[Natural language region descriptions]

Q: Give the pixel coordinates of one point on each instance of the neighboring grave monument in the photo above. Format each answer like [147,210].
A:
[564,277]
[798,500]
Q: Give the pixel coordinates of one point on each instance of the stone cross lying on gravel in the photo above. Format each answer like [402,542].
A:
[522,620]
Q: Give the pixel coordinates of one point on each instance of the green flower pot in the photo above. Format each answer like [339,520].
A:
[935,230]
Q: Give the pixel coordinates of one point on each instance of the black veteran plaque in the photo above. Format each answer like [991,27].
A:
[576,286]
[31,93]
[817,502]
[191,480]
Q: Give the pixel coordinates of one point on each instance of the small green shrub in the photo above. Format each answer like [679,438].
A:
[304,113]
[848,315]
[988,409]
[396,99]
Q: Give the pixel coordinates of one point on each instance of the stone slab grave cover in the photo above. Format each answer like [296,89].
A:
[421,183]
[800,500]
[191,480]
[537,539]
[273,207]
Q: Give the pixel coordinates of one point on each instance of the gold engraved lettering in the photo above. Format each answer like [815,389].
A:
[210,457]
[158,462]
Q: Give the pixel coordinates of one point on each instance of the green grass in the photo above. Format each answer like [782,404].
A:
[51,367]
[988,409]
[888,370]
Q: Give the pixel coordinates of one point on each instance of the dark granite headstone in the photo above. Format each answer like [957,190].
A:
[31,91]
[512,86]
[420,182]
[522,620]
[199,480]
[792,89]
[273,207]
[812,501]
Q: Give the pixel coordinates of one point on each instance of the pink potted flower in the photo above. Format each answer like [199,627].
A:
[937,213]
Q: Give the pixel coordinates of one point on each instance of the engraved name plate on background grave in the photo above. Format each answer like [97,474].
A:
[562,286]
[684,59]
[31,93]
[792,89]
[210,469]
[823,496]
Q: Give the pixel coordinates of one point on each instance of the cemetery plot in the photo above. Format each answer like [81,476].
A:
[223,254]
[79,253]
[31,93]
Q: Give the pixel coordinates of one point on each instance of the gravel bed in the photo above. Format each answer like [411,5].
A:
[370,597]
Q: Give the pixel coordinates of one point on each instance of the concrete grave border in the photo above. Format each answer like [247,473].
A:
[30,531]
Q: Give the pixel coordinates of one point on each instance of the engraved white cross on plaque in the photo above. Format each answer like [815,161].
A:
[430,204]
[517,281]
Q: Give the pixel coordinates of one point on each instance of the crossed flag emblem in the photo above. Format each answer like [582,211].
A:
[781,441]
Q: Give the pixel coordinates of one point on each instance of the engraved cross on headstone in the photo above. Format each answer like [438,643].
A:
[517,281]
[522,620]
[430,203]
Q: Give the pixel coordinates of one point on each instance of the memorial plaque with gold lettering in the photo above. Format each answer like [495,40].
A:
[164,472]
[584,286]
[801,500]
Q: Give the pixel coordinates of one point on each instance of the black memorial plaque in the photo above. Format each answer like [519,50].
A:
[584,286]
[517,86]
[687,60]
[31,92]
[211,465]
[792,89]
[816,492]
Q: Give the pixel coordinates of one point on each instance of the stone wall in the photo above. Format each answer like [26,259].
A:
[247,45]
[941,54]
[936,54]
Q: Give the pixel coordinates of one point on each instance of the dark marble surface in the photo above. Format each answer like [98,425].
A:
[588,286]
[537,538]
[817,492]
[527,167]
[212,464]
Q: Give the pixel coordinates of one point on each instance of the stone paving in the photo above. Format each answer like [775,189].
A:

What you are asked to do
Output the line containing "answer like [815,161]." and all lines after it to the end of the records, exactly as given.

Exercise result
Q: Give the pixel coordinates of one point on each instance of the engraved white cross on plaque in the photo above. Format each answer like [815,161].
A:
[430,204]
[517,281]
Q: Give the pixel coordinates of one point on each instance of the crossed flag emblem in the photo above. Format each answer like [582,211].
A:
[781,441]
Q: Give the pixel coordinates of one point on each instance of the engraved cross on headstone in the photo above. Format each answer like [438,643].
A:
[517,281]
[522,620]
[430,203]
Q: Give the pixel coordinates of one point on each instance of the memorial plaque with gold lettering in the photo above. Format each answer like [495,40].
A:
[164,472]
[584,286]
[801,500]
Q: Give the pixel coordinates of one point on each instance of the black memorial plaque in the photo above. Format each answer like [519,50].
A:
[584,286]
[517,86]
[687,60]
[31,92]
[211,465]
[792,89]
[816,492]
Q: Give the pixel coordinates of one point on each instance of the stone wall in the photo above. Format each answer like [26,259].
A:
[247,45]
[941,54]
[936,54]
Q: Give the pixel coordinates of one point on each instance of the dark marble surface in the photo above. Format each answer like [98,425].
A:
[588,286]
[537,538]
[817,492]
[527,167]
[212,464]
Q: Give the pixel coordinates of one point on each instance of the stone paving in the photo above. Format each answer like [775,189].
A:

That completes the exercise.